* Start Source records *
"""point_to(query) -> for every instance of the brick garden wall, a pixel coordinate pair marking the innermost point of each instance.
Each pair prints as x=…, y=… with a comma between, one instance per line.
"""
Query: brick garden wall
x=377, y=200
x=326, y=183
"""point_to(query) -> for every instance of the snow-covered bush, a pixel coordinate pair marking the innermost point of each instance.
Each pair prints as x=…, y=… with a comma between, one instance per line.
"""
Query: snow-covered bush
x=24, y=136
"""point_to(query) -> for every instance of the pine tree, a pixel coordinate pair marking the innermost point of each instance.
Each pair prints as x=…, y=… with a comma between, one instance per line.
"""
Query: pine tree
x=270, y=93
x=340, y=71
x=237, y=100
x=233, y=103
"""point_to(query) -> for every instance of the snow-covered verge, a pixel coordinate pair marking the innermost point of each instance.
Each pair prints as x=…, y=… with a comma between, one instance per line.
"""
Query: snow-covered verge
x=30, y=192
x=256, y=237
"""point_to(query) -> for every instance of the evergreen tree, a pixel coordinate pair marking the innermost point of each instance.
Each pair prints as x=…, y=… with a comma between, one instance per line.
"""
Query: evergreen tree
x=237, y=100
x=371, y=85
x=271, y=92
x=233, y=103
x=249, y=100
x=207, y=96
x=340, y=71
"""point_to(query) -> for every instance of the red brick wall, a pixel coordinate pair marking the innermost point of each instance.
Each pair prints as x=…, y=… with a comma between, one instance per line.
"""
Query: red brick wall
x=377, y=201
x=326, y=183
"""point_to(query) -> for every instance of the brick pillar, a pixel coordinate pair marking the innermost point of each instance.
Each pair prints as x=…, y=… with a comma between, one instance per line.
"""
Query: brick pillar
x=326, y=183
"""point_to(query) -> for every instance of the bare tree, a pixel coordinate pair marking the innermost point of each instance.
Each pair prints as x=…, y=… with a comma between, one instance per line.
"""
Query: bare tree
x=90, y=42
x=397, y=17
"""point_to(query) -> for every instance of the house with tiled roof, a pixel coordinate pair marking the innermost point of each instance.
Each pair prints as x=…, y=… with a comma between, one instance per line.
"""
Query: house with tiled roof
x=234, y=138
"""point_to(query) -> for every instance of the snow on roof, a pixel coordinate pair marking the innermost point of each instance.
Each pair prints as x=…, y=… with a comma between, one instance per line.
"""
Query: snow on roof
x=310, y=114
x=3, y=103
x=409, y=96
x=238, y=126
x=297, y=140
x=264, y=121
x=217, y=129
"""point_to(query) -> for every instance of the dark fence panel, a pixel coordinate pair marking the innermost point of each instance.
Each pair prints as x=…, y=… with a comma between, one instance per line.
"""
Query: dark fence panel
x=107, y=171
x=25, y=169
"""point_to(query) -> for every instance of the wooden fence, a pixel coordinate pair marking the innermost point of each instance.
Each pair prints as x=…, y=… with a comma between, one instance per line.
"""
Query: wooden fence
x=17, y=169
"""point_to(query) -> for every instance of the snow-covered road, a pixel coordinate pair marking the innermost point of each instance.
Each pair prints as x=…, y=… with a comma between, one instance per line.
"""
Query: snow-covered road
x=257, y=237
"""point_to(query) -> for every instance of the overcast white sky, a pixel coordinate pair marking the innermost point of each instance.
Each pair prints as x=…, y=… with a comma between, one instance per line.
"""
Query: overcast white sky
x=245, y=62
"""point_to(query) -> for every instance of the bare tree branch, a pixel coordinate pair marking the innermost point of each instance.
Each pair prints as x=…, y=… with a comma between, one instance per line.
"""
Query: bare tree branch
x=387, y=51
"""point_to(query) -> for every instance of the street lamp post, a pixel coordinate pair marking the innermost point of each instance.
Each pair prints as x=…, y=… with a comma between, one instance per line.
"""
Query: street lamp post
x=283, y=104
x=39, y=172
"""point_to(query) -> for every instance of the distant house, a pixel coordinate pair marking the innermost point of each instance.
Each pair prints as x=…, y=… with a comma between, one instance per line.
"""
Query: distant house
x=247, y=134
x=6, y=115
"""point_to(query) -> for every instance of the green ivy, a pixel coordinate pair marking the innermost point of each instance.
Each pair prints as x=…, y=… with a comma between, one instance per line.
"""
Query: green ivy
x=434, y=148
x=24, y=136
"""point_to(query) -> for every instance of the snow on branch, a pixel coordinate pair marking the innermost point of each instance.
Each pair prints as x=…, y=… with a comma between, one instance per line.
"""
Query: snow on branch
* End Source records *
- Objective: Write out all of the material above again, swapping each "innermost" for "central" and changing nothing else.

- Worked solution:
"""point_to(query) -> for every instance of the brick garden wall, a pixel coordinate pair marking the central point of each instance.
Each pair prints as x=…, y=… with a comma between, one instance per line.
"""
Query: brick garden wall
x=377, y=200
x=326, y=183
"""point_to(query) -> for every instance of the snow-covered bush, a pixel coordinate pair marking the central point of each instance.
Each pair prints as x=…, y=… with a comma between, one instance per line.
"""
Query: snow-covered bush
x=24, y=136
"""point_to(query) -> for every instance of the pine tree, a pixel coordinate pair marking the central point of each instance.
Each pair prints as x=…, y=… with a comma between, one instance per line.
"""
Query: pine tree
x=270, y=93
x=340, y=71
x=237, y=100
x=233, y=103
"""point_to(query) -> for every instance of the snow-covered verge, a pixel coordinate pair marking the central point of each instance.
Each pair prints as x=…, y=… with a comma between, one instance per line.
"""
Query: snow-covered verge
x=30, y=192
x=256, y=237
"""point_to(query) -> for every instance of the evergreen tree, a pixel coordinate pair marking the central point of each instance.
Each pair prints as x=…, y=… with a comma between, one instance per line.
"""
Query: evergreen tree
x=237, y=100
x=371, y=85
x=271, y=92
x=233, y=103
x=249, y=100
x=207, y=96
x=340, y=71
"""point_to(query) -> for every instance of the red brick wall, a pixel coordinate pair marking the central point of each instance.
Each pair prints as x=…, y=… with a comma between, one instance per line.
"""
Query: red brick wall
x=377, y=201
x=326, y=183
"""point_to(query) -> for every instance of the brick pillar, a pixel coordinate pair marking the central point of each instance.
Each pair prints as x=…, y=… with a comma between, one instance per line.
"""
Query: brick pillar
x=326, y=183
"""point_to(query) -> for every instance of the bare tree, a pixel coordinate pair marking the central point of each instance.
Each pair prints as x=…, y=… with a comma between, one instance per line.
"""
Query: bare tree
x=90, y=42
x=397, y=17
"""point_to(query) -> for every instance of the house with tiled roof, a pixel coordinate pair marking the central point of each instance.
Each pair prints as x=…, y=… with a comma between, one instance per line.
"""
Query: house with tiled roof
x=234, y=138
"""point_to(query) -> for every instance of the snow on roof, a pixel coordinate pair marking the central point of each instance.
Each pair prints as x=…, y=… with a comma between, one instance per line.
"""
Query: snow on roof
x=310, y=114
x=3, y=103
x=409, y=96
x=238, y=126
x=297, y=140
x=264, y=121
x=217, y=129
"""point_to(query) -> for every instance of the dark fence panel, a pixel coordinate pair marking the central point of each instance.
Each pair prints as x=…, y=… with a comma between, one instance per line.
"""
Query: dark fence panel
x=107, y=171
x=25, y=169
"""point_to(query) -> for every instance of the wooden fence, a pixel coordinate pair marking the central point of each instance.
Each pair prints as x=…, y=… with a comma between, one instance per line.
"""
Query: wooden fence
x=17, y=169
"""point_to(query) -> for every instance of the snow-covered road, a pixel coordinate pair marking the central point of each instance.
Each pair prints as x=…, y=… with a comma between, one instance per line.
"""
Query: snow-covered road
x=257, y=237
"""point_to(query) -> for every instance of the overcast white sky, a pixel coordinate pair marking the central point of each instance.
Each pair prints as x=…, y=… with a comma between, one instance per line.
"""
Query: overcast white sky
x=245, y=62
"""point_to(query) -> for every instance of the bare tree branch, a pixel coordinate pair marking the central point of each instance.
Each pair prints as x=…, y=… with a comma between, one instance per line.
"""
Query: bare tree branch
x=387, y=51
"""point_to(query) -> for every instance of the street lamp post, a pixel coordinate pair marking the central point of each instance.
Each pair prints as x=…, y=… with a comma between, one instance per line.
"""
Query: street lamp post
x=283, y=104
x=39, y=172
"""point_to(query) -> for every instance of the distant house, a pixel coordinate pair marking the central point of each instance.
Each pair prints as x=…, y=… with a comma between, one instance per line.
"""
Query: distant house
x=247, y=134
x=6, y=115
"""point_to(query) -> for every instance of the green ivy, a pixel coordinate pair marking the central point of each instance.
Each pair prints as x=…, y=… with a comma between, one instance per line.
"""
Query: green ivy
x=434, y=148
x=24, y=136
"""point_to(query) -> for every instance of the snow on branch, a pixel coordinate pair marking the central point of each instance.
Each pair prints as x=…, y=… with a comma between, one instance per line.
"""
Query: snow on branch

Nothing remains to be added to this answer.